[Records from a dataset]

## BEGIN

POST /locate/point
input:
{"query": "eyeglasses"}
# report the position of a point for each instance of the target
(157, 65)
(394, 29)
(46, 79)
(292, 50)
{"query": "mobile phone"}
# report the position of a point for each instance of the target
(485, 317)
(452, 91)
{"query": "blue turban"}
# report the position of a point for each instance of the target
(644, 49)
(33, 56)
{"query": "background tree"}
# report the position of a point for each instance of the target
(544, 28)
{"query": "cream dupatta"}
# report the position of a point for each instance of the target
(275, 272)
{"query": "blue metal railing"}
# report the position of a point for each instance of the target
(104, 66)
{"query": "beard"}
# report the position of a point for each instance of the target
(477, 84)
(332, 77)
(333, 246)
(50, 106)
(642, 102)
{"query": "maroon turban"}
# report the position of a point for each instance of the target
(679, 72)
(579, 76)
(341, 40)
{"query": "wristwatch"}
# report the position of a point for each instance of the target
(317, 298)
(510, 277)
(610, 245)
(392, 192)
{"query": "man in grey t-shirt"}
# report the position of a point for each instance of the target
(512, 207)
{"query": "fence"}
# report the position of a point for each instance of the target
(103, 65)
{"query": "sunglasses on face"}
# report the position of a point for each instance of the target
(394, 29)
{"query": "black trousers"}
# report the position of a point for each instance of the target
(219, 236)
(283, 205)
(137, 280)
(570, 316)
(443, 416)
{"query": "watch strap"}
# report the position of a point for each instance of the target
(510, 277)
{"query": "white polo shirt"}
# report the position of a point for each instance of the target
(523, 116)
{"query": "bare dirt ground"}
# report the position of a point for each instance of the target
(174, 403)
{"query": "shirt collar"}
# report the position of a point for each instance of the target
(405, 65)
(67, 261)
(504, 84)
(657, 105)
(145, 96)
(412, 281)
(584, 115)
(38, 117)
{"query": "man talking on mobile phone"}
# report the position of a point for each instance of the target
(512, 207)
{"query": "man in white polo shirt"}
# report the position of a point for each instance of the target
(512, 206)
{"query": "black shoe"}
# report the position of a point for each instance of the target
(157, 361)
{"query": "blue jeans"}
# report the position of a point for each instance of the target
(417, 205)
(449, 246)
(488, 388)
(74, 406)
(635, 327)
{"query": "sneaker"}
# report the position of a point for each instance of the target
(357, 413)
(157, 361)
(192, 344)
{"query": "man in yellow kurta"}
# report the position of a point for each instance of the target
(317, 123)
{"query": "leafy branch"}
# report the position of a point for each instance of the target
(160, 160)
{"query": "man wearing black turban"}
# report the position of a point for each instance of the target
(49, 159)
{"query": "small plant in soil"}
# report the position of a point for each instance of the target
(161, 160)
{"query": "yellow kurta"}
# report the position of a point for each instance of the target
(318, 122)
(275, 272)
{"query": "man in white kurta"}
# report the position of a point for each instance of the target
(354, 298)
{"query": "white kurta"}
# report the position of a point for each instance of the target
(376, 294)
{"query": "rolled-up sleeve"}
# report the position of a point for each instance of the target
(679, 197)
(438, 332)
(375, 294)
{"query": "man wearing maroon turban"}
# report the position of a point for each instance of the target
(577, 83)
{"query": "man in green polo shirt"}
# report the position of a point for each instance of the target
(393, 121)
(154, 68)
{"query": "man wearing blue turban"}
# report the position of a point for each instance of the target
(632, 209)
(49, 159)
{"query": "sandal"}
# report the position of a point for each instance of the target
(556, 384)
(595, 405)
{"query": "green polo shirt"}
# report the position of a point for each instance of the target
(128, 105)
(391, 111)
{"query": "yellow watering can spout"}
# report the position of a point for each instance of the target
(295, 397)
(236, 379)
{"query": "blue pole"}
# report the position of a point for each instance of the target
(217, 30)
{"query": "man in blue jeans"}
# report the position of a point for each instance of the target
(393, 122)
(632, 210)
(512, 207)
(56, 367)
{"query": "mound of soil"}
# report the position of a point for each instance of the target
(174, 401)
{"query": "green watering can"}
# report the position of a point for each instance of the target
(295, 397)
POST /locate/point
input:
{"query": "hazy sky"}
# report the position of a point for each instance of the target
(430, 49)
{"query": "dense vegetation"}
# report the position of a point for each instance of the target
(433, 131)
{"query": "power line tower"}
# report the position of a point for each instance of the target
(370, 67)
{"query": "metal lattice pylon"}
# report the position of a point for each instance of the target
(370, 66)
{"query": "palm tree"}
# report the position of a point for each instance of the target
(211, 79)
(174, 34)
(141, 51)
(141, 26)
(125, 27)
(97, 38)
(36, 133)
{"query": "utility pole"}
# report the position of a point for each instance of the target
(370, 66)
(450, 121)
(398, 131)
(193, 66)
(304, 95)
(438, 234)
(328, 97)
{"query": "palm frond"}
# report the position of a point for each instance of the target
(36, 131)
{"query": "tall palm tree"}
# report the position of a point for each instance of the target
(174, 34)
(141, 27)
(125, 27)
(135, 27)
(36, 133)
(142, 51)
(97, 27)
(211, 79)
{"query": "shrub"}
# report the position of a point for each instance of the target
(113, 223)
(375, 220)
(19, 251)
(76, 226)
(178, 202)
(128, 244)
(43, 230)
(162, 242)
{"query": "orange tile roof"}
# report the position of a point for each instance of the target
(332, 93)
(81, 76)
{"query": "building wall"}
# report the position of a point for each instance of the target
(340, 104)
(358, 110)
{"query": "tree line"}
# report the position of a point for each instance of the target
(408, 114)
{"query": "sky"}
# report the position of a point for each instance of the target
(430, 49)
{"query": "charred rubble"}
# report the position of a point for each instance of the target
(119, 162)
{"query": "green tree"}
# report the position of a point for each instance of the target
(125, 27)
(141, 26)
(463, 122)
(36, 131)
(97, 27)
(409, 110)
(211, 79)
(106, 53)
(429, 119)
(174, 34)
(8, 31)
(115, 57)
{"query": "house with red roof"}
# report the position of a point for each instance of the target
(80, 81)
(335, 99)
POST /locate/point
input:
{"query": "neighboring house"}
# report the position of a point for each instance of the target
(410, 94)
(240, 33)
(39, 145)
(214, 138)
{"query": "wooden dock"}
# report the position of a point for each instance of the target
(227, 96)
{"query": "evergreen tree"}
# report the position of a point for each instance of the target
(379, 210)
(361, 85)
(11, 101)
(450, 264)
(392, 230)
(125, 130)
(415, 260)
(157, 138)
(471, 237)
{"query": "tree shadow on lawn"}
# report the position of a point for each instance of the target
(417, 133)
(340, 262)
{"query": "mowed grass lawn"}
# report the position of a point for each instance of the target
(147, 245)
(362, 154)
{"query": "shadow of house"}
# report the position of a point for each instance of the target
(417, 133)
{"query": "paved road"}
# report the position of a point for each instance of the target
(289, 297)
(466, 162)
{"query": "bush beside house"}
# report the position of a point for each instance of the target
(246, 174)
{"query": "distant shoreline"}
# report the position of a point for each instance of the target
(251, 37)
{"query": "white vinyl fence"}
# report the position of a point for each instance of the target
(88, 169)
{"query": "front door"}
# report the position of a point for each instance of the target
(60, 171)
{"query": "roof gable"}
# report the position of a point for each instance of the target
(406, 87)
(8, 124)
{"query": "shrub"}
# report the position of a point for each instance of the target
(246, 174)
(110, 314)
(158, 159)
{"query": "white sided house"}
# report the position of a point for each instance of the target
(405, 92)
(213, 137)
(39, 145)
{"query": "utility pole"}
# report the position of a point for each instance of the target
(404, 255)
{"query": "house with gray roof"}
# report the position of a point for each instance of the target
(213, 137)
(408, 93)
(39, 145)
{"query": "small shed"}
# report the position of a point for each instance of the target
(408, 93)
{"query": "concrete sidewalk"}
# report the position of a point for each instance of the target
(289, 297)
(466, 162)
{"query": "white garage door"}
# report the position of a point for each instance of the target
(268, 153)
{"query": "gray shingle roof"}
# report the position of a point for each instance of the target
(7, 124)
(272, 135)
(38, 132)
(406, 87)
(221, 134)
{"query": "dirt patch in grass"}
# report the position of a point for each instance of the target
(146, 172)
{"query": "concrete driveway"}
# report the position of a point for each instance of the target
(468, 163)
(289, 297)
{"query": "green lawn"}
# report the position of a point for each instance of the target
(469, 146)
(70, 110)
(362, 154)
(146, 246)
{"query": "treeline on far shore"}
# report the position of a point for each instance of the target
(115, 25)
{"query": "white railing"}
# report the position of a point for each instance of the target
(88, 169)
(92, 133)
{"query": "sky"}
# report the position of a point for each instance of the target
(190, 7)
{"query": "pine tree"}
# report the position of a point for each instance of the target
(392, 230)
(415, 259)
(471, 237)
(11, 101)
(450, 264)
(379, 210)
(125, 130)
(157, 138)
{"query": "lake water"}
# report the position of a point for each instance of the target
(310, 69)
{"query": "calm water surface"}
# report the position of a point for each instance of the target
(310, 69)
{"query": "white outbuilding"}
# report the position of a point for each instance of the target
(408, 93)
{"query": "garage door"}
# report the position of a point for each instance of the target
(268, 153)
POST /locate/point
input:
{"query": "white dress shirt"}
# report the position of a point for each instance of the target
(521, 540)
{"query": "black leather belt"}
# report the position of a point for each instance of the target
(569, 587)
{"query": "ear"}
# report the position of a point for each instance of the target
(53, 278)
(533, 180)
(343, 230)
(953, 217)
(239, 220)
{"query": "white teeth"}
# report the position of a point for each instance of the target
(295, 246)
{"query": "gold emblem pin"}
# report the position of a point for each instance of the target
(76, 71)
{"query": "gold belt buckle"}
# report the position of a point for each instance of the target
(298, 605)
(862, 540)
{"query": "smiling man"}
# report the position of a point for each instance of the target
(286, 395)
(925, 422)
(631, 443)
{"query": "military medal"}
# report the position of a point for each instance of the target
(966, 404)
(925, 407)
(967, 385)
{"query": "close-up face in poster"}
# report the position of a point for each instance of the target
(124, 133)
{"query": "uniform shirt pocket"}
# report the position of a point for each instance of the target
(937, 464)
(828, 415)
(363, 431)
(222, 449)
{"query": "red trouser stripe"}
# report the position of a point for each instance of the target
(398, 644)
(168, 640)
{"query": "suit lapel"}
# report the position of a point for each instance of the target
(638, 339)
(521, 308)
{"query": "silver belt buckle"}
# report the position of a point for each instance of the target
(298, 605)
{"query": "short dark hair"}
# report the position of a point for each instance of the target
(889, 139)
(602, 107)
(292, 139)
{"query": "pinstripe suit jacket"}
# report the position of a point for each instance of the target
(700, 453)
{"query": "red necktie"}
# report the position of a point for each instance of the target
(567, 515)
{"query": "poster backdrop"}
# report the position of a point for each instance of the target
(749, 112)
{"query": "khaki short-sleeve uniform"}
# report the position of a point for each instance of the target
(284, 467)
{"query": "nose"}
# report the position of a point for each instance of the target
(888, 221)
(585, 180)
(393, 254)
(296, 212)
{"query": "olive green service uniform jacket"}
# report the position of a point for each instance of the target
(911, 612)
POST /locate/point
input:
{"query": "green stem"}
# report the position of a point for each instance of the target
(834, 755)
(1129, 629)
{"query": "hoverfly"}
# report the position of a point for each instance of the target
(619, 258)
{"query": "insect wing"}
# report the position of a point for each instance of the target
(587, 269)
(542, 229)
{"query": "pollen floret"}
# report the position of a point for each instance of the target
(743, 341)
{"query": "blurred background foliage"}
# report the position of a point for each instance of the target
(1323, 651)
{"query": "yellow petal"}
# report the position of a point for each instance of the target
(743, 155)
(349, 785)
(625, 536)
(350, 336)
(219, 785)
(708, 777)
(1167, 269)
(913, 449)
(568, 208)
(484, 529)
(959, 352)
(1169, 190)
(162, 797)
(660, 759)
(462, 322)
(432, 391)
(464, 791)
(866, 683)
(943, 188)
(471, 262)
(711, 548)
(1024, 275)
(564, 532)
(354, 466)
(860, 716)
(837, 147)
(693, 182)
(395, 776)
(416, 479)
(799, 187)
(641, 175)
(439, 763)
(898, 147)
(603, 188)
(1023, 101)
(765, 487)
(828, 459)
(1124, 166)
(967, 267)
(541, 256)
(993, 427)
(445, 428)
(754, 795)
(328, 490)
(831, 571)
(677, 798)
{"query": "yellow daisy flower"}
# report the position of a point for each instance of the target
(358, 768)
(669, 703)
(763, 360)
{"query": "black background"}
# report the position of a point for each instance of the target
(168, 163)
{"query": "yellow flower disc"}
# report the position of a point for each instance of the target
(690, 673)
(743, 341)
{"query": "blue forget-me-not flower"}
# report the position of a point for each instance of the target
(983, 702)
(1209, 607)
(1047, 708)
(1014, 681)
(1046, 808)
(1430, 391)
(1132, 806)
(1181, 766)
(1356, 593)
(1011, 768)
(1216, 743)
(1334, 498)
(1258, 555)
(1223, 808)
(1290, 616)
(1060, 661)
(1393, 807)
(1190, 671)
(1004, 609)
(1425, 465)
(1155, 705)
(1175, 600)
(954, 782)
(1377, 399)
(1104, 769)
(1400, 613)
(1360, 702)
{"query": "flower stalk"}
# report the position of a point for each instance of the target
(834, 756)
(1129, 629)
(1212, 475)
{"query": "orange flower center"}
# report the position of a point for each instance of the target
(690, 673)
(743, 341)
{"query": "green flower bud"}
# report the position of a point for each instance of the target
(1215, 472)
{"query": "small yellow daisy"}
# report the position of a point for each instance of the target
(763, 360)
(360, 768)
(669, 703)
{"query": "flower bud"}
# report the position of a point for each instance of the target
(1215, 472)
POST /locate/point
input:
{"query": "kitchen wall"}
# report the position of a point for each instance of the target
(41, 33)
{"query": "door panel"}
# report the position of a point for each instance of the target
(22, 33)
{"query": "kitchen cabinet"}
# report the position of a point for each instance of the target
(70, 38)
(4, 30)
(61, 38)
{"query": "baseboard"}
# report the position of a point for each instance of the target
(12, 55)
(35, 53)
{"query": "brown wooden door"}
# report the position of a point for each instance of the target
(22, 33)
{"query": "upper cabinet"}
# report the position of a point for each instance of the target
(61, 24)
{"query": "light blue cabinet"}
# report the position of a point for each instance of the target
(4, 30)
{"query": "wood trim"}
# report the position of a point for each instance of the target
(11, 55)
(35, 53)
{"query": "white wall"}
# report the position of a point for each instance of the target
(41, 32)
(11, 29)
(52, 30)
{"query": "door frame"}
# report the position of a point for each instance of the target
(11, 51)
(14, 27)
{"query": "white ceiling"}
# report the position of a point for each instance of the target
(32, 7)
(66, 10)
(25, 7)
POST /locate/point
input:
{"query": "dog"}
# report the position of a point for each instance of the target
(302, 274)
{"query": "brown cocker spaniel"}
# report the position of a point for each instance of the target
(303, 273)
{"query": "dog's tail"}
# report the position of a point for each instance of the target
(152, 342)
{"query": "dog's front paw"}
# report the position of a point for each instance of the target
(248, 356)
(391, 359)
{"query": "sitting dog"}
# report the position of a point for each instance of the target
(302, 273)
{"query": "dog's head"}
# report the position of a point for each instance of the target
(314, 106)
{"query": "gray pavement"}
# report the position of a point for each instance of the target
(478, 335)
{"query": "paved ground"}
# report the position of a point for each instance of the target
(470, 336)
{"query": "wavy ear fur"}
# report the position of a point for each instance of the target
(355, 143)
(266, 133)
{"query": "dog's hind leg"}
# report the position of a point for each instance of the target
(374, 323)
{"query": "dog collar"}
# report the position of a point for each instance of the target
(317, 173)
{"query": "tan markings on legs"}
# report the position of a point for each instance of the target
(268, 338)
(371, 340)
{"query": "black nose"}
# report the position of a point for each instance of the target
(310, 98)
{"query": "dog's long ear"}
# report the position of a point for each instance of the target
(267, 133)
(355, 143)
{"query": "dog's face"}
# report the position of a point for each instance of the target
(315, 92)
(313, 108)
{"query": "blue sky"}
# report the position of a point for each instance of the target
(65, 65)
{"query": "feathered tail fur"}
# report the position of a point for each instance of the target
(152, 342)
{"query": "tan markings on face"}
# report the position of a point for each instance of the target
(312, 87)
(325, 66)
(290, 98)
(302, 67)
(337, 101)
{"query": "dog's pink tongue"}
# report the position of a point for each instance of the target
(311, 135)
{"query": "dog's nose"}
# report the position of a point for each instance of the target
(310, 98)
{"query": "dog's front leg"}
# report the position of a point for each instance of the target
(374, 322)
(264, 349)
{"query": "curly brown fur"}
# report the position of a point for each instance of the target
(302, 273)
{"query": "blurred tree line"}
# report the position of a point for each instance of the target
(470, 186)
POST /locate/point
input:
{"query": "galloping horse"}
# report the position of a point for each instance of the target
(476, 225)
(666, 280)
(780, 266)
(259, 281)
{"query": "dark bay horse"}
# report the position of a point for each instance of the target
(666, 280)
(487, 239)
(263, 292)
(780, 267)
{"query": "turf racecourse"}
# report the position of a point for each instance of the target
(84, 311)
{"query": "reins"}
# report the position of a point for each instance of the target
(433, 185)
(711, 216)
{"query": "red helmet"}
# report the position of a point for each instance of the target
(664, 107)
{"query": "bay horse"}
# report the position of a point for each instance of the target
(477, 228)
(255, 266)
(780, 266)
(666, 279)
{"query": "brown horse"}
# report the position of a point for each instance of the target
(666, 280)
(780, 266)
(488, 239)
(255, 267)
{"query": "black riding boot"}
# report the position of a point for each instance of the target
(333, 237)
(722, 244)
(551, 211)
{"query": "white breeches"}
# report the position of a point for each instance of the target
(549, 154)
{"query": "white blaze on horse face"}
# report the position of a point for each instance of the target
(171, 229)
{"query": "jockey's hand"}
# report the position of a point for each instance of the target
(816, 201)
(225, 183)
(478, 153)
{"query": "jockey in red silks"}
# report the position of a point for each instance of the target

## END

### WRITTEN INSTRUCTION
Repeat only what runs from the line holding "blaze on horse" to the end of the data, keeping every line exactly as written, first and last included.

### TASK OUTPUT
{"query": "white blaze on horse face"}
# report the position of a point for each instance of the target
(171, 229)
{"query": "jockey's hand"}
# report the position of a point for each instance of the target
(816, 201)
(225, 183)
(478, 153)
{"query": "jockey in red silks"}
# report the position of a point for each instance of the target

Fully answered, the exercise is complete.